* **CONSEGNA**
Riporti, una per riga, tutte le sigle di documenti che compaiono nel testo proposto sulla concezione della Chiesa.

* **TESTO PROPOSTO**
☆ ☆ ☆

5. Non appare ben delineato il rapporto con il
Sovrannaturale e la concezione del Regno di Dio appare ambigua; non è messo in
rilievo l’insegnamento tradizionale secondo il quale si entra nel Regno solo
dopo esser stati “pesati, contati, divisi” dal Cristo giudice subito dopo la
morte e nemmeno che l’alternativa alla conversione a Cristo è solo la
dannazione eterna. Quest’ultima verità di fede è ricordata in modo evidente da AeU
quando riporta l’affermazione di Nostro Signore: “chi non sarà battezzato non
si salverà”.
6. LG
fa intravedere un’immagine di tipo esistenziale della Chiesa, quale
potrebbe concepirla la sensibilità decadente del Secolo ateo e
miscredente: la Chiesa come realtà
sempre imperfetta, sempre alla ricerca della “pienezza” della verità,
“esule” da Dio e che si piange addosso i propri peccati grazie all’arbitraria
attribuzione dei peccati e delle imperfezioni dei membri della Chiesa alla
Chiesa stessa. L’immagine esistenziale
della Chiesa non è in grado di distinguere tra l’immacolata Sposa di Cristo ed
i suoi membri, tra il peccato nella Chiesa ed il peccato della
Chiesa, che non può aver luogo. E non
sembra nemmeno in grado di concepire ancora la Chiesa cattolica come unica Arca
della Salvezza.
7. Si ha una falsa rappresentazione del rapporto
tra la Chiesa e l’Ebraismo, dando ad intendere che entrambi sarebbero già stati
“riconciliati” dalla Croce di Cristo.
Cade l’immagine della Chiesa come unico “vero Israele dello spirito”,
assai nitida in AeU, e viene di fatto oscurata la teologia della sostituzione.
8. Giustificandosi con una lettura molto dubbia
di S. Tommaso, si delinea il tentativo di ancorare i Sacramenti anche alla
Resurrezione del Signore, di legittimarli cioè anche come manifestazione del
Cristo glorioso, cui si vuole attribuire efficacia sacramentale uguale a
quella della Passione, cosa che inclina in senso protestante il significato
della S. Messa.
* * *
Nell’ambito
di un’impostazione del genere, come stupirsi allora della definizione di Chiesa
cattolica che appare nell’articolo 8 della LG, corroborato da UR 3 e UR
15.1? Il “sussistere” in essa di una
Chiesa di Cristo che “sussiste” anche negli “elementi” rappresentati da “Chiese e comunità”
acattoliche, appare il coronamento inevitabile della concezione “aperta” e “spirituale” della Chiesa,
“esistenziale”, incentrata sul Cristo il cui “mistero pasquale” avrebbe già
redento gli uomini, che si delinea nei primi sette articoli di questa
costituzione conciliare “dogmatica”. Lo
studio fin qui fatto ci permette anche di comprendere meglio, io credo, il
significato che si tende a conferire oggi al termine “Chiesa” in ambito
cattolico. Quando si nomina “la Chiesa”

☆ ☆ ☆

* **VOCI ESTRATTE**
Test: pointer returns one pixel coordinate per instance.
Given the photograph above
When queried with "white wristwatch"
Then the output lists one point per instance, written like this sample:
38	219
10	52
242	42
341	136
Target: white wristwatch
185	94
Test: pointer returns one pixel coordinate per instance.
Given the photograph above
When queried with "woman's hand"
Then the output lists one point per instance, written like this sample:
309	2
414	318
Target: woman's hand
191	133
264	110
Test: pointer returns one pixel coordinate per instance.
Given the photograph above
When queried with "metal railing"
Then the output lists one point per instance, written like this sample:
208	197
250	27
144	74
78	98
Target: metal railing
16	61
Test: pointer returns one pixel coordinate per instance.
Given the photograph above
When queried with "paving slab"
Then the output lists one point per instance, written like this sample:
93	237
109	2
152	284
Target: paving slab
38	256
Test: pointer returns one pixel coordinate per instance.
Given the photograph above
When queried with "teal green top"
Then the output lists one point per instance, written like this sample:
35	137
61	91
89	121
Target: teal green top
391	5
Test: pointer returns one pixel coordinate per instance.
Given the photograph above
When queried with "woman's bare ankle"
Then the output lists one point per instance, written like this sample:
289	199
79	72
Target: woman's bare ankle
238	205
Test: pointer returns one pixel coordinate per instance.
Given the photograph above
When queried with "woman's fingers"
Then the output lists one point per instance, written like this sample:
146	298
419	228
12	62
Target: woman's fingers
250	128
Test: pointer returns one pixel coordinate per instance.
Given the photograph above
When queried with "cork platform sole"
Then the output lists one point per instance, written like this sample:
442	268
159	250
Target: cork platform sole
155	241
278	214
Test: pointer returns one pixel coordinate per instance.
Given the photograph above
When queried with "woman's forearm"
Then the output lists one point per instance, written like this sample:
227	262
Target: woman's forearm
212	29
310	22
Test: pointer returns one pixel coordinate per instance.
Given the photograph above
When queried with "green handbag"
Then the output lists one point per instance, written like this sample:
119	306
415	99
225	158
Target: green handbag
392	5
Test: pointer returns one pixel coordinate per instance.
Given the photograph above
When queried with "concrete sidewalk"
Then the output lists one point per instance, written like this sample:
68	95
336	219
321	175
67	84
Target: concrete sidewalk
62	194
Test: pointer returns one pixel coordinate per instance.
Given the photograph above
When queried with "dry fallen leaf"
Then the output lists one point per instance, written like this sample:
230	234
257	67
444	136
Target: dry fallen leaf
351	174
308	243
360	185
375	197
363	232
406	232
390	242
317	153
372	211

☆ ☆ ☆

* **SOLUZIONE**
AeU
LG
UR